Noam Chomsky, ünlü dilbilimci, yazar ve dış politika uzmanı. 15 Ocak’ta Michael Shank kendisiyle ABD’nin Irak, İran ve Pakistan politikasındaki son gelişmeler üzerine görüştü. İki parça halinde yapılan söyleşinin ilk kısmında, Chomsky, Birleşik Devletler hükümetinin dış politikasını şekillendiren dünyaya sahip olduğu inancını da tartıştı. Michael Shank: Demokratlar’ın Irak karşısındaki temel politikası, Bush yönetiminin politikasıyla her […]
Noam Chomsky, ünlü dilbilimci, yazar ve dış politika uzmanı. 15 Ocak’ta Michael Shank kendisiyle ABD’nin Irak, İran ve Pakistan politikasındaki son gelişmeler üzerine görüştü. İki parça halinde yapılan söyleşinin ilk kısmında, Chomsky, Birleşik Devletler hükümetinin dış politikasını şekillendiren dünyaya sahip olduğu inancını da tartıştı.

------

Yapılacak İşler:
1. Chomsky söyleşisinin girişindeki "15 Ocak’ta Michael Shank kendisiyle ABD’nin Irak, İran ve Pakistan politikasındaki son gelişmeler üzerine görüştü." cümlesini İngilizceye çevirin.
2. Lütfen Chomsky söyleşisinin girişini kaldığı yerden sürdürün.

Veri Kümesi Kesiti:
------

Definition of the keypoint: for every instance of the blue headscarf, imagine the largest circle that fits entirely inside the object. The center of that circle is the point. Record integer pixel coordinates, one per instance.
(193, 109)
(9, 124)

------

Görev Sonuçları:
1. On January 15, Michael Shank spoke with him about the latest developments in US policy toward Iraq, Iran, and Pakistan.

2.
Michael Shank: Demokratlar’ın Irak karşısındaki temel politikası, Bush yönetiminin politikasıyla her yönüyle farklı mı?
Noam Chomsky: Bir dereceye kadar farklı. Durum Vietnam’a çok benziyor. Bütün olası adaylar da dahil, seçkin çevrelerdeki bugünkü savaş karşıtlığı, saf kötümserlik, tamamen karaktersiz: “Eğer paçayı kurtarabilirsek, iyi. Eğer bu bize çok pahalıya mâl olursa, kötü”. Seçkin çevrelerde Vietnam karşıtlığı olmasının nedeni bu. Medyada bulabileceğiniz, eleştirellikten en uzak kişi olan Anthony Lewis’i ele alalım. 1975 yılında New York Times’ta yaptığı savaş değerlendirmesinin son sözleri olarak, savaşın “iyiyi yapmak için gözü kara çabalarla” başladığını ama Amerikalı işadamı çevrelerinin savaş karşıtlığına döndüğü 1969 itibariyle, “Birleşik Devletler’in kendisine pahalıya mâl olmayacak bir çözümü dayatamayacağının” çok açık olduğunu, bu nedenle de durumun “felâket bir hata” olduğunu söyledi. Nazi generalleri aynı şeyi Stalingrad sonrasında söyleyebilirlerdi ve muhtemelen söylemişlerdir de.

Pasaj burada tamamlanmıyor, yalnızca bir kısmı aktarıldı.